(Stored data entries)
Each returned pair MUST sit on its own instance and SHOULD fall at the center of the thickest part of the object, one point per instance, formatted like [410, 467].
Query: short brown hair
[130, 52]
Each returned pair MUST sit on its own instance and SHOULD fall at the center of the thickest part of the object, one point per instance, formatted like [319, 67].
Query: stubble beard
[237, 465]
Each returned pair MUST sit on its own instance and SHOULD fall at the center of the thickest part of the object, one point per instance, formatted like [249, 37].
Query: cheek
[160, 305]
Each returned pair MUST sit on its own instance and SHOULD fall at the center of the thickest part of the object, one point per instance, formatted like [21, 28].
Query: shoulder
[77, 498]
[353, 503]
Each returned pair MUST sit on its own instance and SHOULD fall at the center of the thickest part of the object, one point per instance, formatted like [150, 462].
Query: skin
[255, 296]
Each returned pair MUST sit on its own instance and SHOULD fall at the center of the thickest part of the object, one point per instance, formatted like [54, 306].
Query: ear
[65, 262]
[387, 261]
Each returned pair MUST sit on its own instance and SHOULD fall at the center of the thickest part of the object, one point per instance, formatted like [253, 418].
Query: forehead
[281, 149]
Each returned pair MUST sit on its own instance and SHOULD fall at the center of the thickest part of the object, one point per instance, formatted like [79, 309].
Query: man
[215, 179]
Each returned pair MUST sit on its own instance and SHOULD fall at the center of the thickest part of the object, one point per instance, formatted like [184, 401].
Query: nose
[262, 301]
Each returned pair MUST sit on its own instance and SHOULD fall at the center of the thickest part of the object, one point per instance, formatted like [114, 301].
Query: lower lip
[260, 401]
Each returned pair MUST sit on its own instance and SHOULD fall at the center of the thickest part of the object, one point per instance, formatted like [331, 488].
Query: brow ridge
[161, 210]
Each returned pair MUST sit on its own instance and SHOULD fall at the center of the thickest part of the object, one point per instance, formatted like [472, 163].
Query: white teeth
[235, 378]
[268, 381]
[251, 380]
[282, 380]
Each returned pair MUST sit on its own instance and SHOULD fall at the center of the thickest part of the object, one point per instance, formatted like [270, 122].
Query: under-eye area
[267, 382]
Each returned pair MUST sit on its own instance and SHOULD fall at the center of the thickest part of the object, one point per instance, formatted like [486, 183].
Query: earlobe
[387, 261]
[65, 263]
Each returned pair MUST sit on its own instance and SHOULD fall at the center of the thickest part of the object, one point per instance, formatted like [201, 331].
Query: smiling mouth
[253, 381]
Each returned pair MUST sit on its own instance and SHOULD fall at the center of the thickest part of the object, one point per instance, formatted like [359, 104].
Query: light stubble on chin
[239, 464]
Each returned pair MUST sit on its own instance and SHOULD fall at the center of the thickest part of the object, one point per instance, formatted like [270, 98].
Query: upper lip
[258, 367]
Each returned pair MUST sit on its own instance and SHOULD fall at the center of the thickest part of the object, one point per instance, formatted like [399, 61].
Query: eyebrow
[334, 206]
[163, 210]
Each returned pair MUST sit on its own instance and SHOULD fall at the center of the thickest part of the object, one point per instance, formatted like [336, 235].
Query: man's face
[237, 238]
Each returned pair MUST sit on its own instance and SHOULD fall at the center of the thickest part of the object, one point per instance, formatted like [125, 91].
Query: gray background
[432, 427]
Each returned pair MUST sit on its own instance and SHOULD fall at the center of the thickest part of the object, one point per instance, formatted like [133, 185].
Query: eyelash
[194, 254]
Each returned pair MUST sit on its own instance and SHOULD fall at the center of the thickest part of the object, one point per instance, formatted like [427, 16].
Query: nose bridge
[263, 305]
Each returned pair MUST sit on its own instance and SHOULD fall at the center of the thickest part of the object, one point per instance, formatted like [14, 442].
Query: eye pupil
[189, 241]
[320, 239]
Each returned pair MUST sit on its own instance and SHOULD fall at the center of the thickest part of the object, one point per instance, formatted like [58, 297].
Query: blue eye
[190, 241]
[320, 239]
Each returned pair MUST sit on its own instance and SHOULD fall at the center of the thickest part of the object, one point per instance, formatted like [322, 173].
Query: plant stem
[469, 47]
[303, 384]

* What is expected
Each of the entries above needs to be given again exactly.

* Answer to the problem
Each returned pair MUST sit on its own instance and SHOULD fall at the center of the thickest part of the object, one point per instance, formatted like [410, 467].
Query: short brown hair
[130, 52]
Each returned pair MUST sit on its own instance and SHOULD fall at the center of the thickest part of the object, one point per instance, formatted like [319, 67].
Query: stubble beard
[237, 465]
Each returned pair MUST sit on its own instance and SHOULD fall at the center of the thickest part of the object, one point per instance, formatted like [249, 37].
Query: cheek
[160, 305]
Each returned pair MUST sit on its own instance and SHOULD fall at the center of the thickest part of the object, one point per instance, formatted like [21, 28].
Query: shoulder
[77, 498]
[353, 503]
Each returned pair MUST sit on its own instance and SHOULD fall at the center of the thickest part of the object, one point per instance, formatted like [150, 462].
Query: skin
[255, 296]
Each returned pair MUST sit on its own instance and SHOULD fall at the center of the thickest part of the object, one point per instance, formatted like [54, 306].
Query: ear
[65, 262]
[387, 261]
Each returned pair MUST sit on its own instance and SHOULD fall at the center of the thickest part of the object, one point per instance, formatted like [253, 418].
Query: forehead
[281, 149]
Each returned pair MUST sit on its own instance and SHOULD fall at the center of the thickest part of the object, one point per instance, formatted like [79, 309].
Query: man
[215, 179]
Each returned pair MUST sit on its own instance and SHOULD fall at the center of the thickest part of the object, one point per instance, formatted like [184, 401].
Query: nose
[262, 301]
Each returned pair MUST sit on its own instance and SHOULD fall at the center of the thickest part of the object, one point per instance, formatted like [114, 301].
Query: lower lip
[260, 401]
Each returned pair MUST sit on its own instance and SHOULD fall at the center of the thickest part of the object, one point per instance, formatted like [331, 488].
Query: brow ridge
[161, 210]
Each returned pair MUST sit on its own instance and SHOULD fall at the center of the thickest part of the object, one point per instance, formatted like [472, 163].
Query: white teeth
[235, 378]
[268, 381]
[251, 380]
[282, 380]
Each returned pair MUST sit on its own instance and SHOULD fall at the center of the thickest part of the object, one point per instance, formatted like [270, 122].
Query: under-eye area
[267, 382]
Each returned pair MUST sit on its own instance and SHOULD fall at the center of the thickest part of the object, one point per instance, formatted like [486, 183].
Query: earlobe
[387, 261]
[65, 263]
Each returned pair MUST sit on its own instance and SHOULD fall at the center of the thickest part of the object, one point per instance, formatted like [201, 331].
Query: smiling mouth
[253, 381]
Each returned pair MUST sit on its own instance and SHOULD fall at the center of the thickest part of the object, one point per instance, formatted like [359, 104].
Query: light stubble on chin
[239, 464]
Each returned pair MUST sit on its own instance and SHOULD fall at the center of the thickest part of the object, one point per instance, formatted like [270, 98].
Query: upper lip
[258, 367]
Each returned pair MUST sit on its own instance and SHOULD fall at the center of the thickest part of the object, one point per instance, formatted like [399, 61].
Query: eyebrow
[334, 206]
[163, 210]
Each returned pair MUST sit on its own instance and SHOULD fall at the center of the thickest part of the object, one point per instance, formatted like [336, 235].
Query: man's face
[237, 238]
Each returned pair MUST sit on its own instance and SHOULD fall at the center of the thickest part of the object, one point per instance, formatted like [125, 91].
Query: gray background
[432, 427]
Each returned pair MUST sit on its own instance and SHOULD fall at the center of the thickest part of the object, one point per instance, formatted like [133, 185].
Query: eyelash
[194, 254]
Each returned pair MUST sit on its own instance and SHOULD fall at the center of the thickest part of the object, one point per instance, formatted like [427, 16].
Query: nose bridge
[263, 305]
Each returned pair MUST sit on its own instance and SHOULD fall at the center of the thickest part of the object, one point per instance, formatted like [14, 442].
Query: eye pupil
[189, 241]
[320, 239]
Each returned pair MUST sit on its own instance and SHOULD fall at the center of the thickest part of the object, one point per instance, formatted like [58, 297].
Query: blue eye
[190, 241]
[320, 239]
Each returned pair MUST sit on its own instance and SHOULD fall at the center of the thickest part of the object, one point per instance, formatted like [322, 173].
Query: plant stem
[469, 47]
[303, 384]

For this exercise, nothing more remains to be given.